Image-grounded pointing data

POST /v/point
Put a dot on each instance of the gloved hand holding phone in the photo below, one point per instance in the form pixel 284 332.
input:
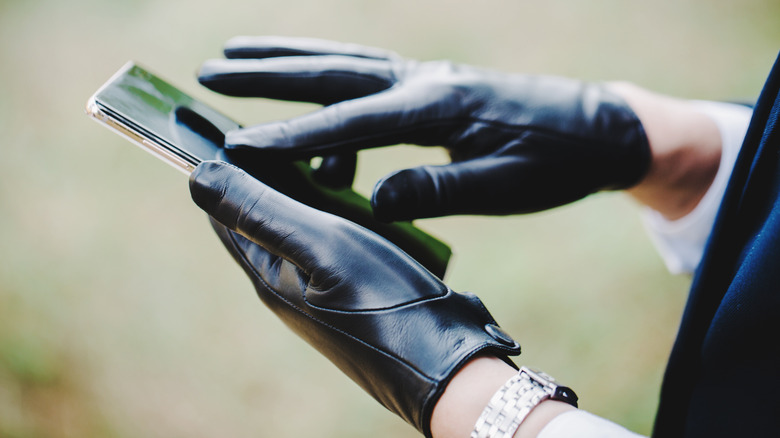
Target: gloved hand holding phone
pixel 518 143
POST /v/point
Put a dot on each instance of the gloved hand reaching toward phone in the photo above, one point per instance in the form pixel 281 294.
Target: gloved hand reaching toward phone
pixel 518 143
pixel 383 319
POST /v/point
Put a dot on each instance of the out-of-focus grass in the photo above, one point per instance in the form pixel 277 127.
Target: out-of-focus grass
pixel 121 315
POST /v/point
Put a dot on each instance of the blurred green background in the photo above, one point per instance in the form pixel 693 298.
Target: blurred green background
pixel 120 313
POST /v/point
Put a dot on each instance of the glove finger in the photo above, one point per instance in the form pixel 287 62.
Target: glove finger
pixel 336 171
pixel 277 46
pixel 254 210
pixel 329 249
pixel 493 185
pixel 316 79
pixel 396 116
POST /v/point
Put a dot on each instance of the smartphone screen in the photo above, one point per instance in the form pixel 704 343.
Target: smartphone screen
pixel 160 118
pixel 184 132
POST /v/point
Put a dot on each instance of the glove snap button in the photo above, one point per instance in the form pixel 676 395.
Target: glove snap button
pixel 500 335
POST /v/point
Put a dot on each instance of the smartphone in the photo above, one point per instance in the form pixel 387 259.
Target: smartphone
pixel 183 132
pixel 160 118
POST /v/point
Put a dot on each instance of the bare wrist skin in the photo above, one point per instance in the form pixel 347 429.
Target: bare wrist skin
pixel 470 391
pixel 685 146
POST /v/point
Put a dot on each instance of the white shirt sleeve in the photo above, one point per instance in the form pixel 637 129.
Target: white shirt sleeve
pixel 582 424
pixel 680 242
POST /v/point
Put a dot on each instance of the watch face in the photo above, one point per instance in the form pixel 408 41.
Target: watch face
pixel 565 394
pixel 557 392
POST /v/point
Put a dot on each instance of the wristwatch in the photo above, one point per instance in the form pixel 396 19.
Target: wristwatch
pixel 515 400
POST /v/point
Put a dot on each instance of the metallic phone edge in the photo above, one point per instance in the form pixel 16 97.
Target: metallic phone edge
pixel 151 146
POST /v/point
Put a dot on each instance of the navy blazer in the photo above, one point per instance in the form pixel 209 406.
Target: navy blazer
pixel 723 376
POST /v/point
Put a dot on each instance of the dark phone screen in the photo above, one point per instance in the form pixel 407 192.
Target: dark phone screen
pixel 195 132
pixel 192 130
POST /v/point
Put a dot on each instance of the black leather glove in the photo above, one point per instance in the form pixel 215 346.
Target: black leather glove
pixel 518 143
pixel 378 315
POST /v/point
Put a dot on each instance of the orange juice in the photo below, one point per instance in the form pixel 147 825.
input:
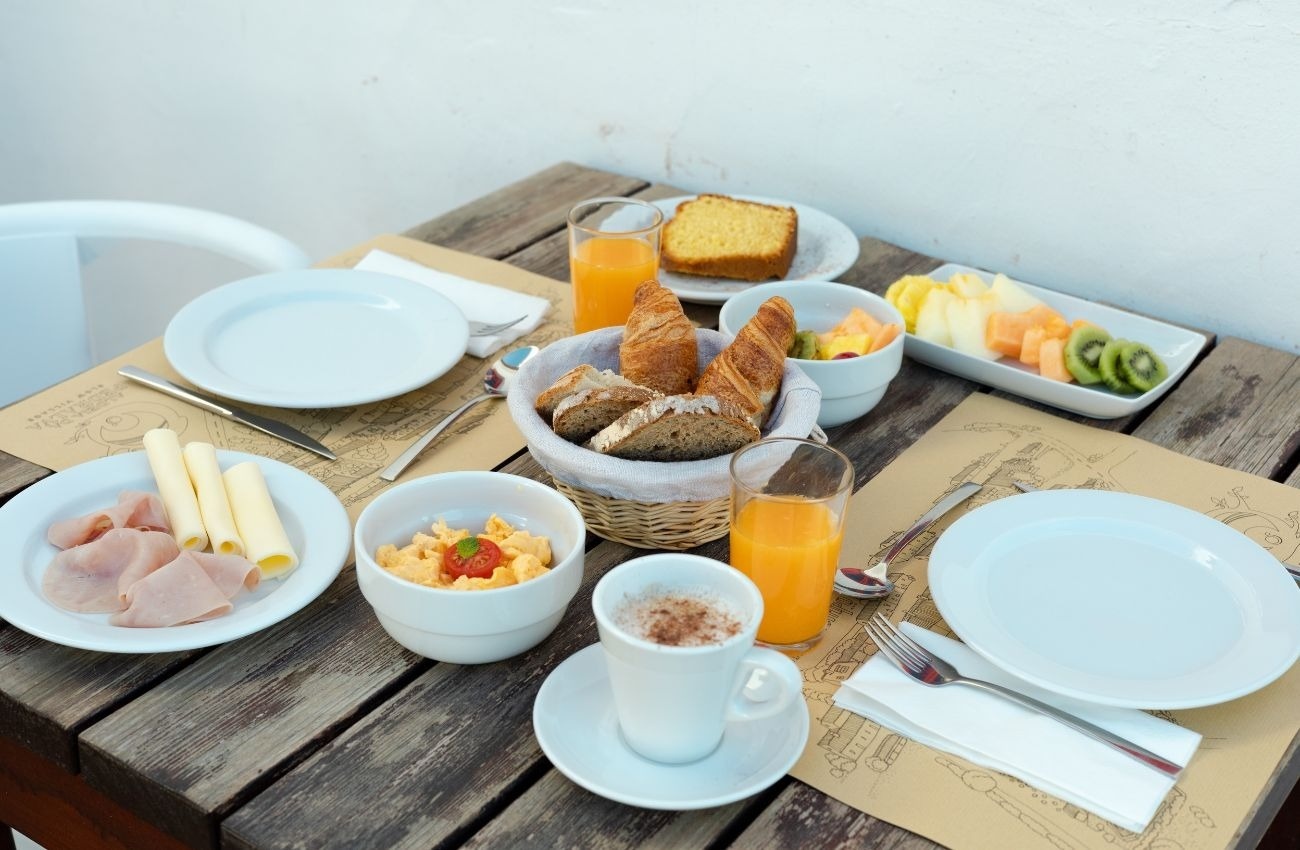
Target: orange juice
pixel 789 547
pixel 606 273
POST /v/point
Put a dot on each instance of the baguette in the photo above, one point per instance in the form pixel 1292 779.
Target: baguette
pixel 584 413
pixel 748 372
pixel 676 428
pixel 658 346
pixel 581 377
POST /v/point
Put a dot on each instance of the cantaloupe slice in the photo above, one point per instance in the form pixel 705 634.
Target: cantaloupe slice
pixel 1031 345
pixel 1005 333
pixel 1052 360
pixel 1053 322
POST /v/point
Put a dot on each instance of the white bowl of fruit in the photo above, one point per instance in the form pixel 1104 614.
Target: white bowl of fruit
pixel 848 341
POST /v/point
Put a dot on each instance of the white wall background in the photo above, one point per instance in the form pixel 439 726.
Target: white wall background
pixel 1136 151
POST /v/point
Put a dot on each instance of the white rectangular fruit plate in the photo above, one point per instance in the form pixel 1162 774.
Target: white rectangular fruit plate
pixel 1177 346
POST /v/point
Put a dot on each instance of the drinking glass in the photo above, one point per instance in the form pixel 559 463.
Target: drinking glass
pixel 614 247
pixel 788 499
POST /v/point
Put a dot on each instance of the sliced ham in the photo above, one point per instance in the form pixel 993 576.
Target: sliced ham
pixel 91 579
pixel 180 592
pixel 133 510
pixel 191 588
pixel 232 573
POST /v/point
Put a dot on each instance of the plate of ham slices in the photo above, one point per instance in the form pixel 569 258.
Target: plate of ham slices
pixel 50 579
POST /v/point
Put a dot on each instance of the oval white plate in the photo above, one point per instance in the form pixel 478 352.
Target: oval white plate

YOUR INSTRUCTIONS ▸ Would you reproduce the records exactly as they stand, but without the pictures?

TASK OUTPUT ▸
POST /v/point
Put a dot on each instance of the gloved hand holding phone in the photo below, one point per instance in the form pixel 284 332.
input:
Target: gloved hand holding phone
pixel 518 143
POST /v/point
Put a dot on each instance of the gloved hand reaching toward phone in the photo above, one point per instance in the form pixel 281 294.
Target: gloved hand reaching toward phone
pixel 518 143
pixel 383 319
POST /v/point
Put a dot on each instance of the out-of-focus grass in the photo above, one point per instance in the form pixel 277 127.
Target: out-of-focus grass
pixel 121 315
POST /v/point
Put a dot on each instance of the blurred green background in the photo above, one point per instance in the form pixel 693 298.
Target: blurred green background
pixel 120 313
POST /v/point
Put a dot on each instance of the glove finger in the photo above, one point per instance in the form pixel 287 62.
Target: glove finger
pixel 336 171
pixel 277 46
pixel 254 210
pixel 329 249
pixel 493 185
pixel 316 79
pixel 396 116
POST /v/point
Put a dot on each instance of the smartphone screen in the photo above, one point per instance in the form pixel 704 343.
Target: smartphone screen
pixel 160 118
pixel 184 132
POST /v/point
Put a dot on each instance of the glove snap button in the photo above, one point per instance in the form pixel 676 395.
Target: glove snap button
pixel 500 335
POST /v/point
Put a dot on each instance of the smartphone in the photo above, one point per instance in the form pixel 387 259.
Target: smartphone
pixel 183 132
pixel 160 118
POST /v/point
Put a dot on each instance of the bare wrist skin in the photo above, one point per instance in the form pixel 347 429.
Target: bare wrist skin
pixel 470 391
pixel 685 146
POST /v/point
Put a dot on each instance of the white shirt sleeve in the photo above, one point per instance in the form pixel 637 129.
Target: white shirt sleeve
pixel 582 424
pixel 680 242
POST /v/point
Put a dot on each instance of the watch face in the photo above, one point per instance in the form pixel 408 41.
Target: watch face
pixel 565 394
pixel 557 392
POST /v/point
Put a dot on each instance of the wristwatch in the photo above, one point per instance in the form pixel 396 19.
Target: wristwatch
pixel 515 400
POST /v/point
Put a dot on each instance of the metallic phone edge in the photo above, one point per instance in the form pixel 16 97.
Target: metallic phone edge
pixel 151 146
POST /v/point
Put a dot on each instance of the navy blazer in the photo above, one point per instance in the form pixel 209 406.
Target: navy blazer
pixel 723 376
POST /v/point
Put a dot on each instance of the dark phone screen in the photo above, one point per instance in the form pixel 407 192.
Target: dark phone screen
pixel 195 132
pixel 192 130
POST /v/point
Put a dot on each instance of the black leather glove in the photo above, one point per instance in the form pixel 215 346.
Target: black leather glove
pixel 518 143
pixel 378 315
POST /v/point
Put a dot on each instance of the orange juice in the photo below, one point per instance in the form pixel 147 825.
input:
Target: orange juice
pixel 789 547
pixel 606 273
POST /v/point
Put a dot on each instance of the baguette in the photo above, one point per instance in the form pixel 1292 779.
Target: baguette
pixel 584 413
pixel 748 372
pixel 676 428
pixel 658 346
pixel 581 377
POST /v/point
Put a dot on each instance of the cantaloupe slice in the photo above, one point per instance in the form pixel 705 634.
Target: cantaloupe slice
pixel 1031 345
pixel 1005 333
pixel 1052 360
pixel 1053 322
POST /v/point
Put a dot on each instance of the white bowl of fruit in the photo above, one point per instance in the form pixel 1104 614.
Target: white bowl of fruit
pixel 848 341
POST /v/point
Put a dot on each instance of the white wall background in the photo above, one point per instance in the form pixel 439 726.
Target: white wall background
pixel 1136 151
POST /v/point
Put a dot on each instance of the white rectangular fruit plate in the photo above, one point per instance in the form pixel 1162 774.
Target: white rectangular fruit plate
pixel 1177 346
POST /v/point
Put a dot on each instance of the drinking glass in the photo above, one point per instance in the form pixel 559 463.
Target: drinking glass
pixel 614 247
pixel 788 499
POST /v/point
Put a dot on each instance of the sliced ham in the photo above, one point per instance in the form pixel 993 576.
Target: sliced ham
pixel 91 579
pixel 180 592
pixel 133 510
pixel 191 588
pixel 232 573
POST /v/point
Put a dot on each instance of the plate of ham slices in the photo above, one point per instance in the form pixel 569 258.
Target: plate of ham slices
pixel 50 579
POST /v/point
Put a dot on each instance of the oval white plate in the photo above, one point per instance in the form pixel 478 352.
Target: oval white plate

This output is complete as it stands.